Short exercise: Rewrite each of the entries below, changing "Give one point per instance" to "List one point for each instance" wherever it occurs and leaving every other word as it is.

Data supplied:
=====
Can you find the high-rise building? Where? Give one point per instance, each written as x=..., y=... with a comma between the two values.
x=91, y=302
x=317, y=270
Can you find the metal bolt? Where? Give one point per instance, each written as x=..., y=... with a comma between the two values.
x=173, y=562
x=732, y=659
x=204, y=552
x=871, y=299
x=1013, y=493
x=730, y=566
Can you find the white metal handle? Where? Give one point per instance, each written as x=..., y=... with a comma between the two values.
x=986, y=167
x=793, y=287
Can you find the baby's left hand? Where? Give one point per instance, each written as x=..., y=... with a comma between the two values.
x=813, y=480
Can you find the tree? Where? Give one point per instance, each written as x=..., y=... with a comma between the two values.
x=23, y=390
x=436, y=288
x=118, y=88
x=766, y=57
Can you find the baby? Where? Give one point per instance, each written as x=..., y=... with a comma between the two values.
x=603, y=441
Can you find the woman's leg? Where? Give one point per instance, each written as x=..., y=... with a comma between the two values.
=====
The response:
Can you find the high-rise building? Where? List one point for each instance, each written as x=..., y=... with a comma between the two values.
x=91, y=302
x=317, y=270
Can you find the metal bolt? Where? List one point for each instance, each written as x=..., y=... with a comma between the two values.
x=173, y=562
x=732, y=659
x=204, y=552
x=871, y=299
x=1013, y=493
x=730, y=566
Can you find the white metal handle? Where? List one point for each instance, each written as x=..., y=... with a comma between the two values.
x=986, y=167
x=793, y=287
Can you find the baby's left hand? Where? List one point for each instance, each written as x=..., y=... with a comma between the two values.
x=813, y=480
Can you find the tree? Where? List one point for each instance, each written as x=..., y=... with a comma between the two values.
x=23, y=390
x=436, y=288
x=118, y=88
x=766, y=57
Can you find the baby? Where? List one point for each instance, each written as x=..., y=... with a comma between the two values.
x=603, y=441
Can you find the woman's leg? Where? List one point for each instance, each written as x=..., y=... with a comma between the two values.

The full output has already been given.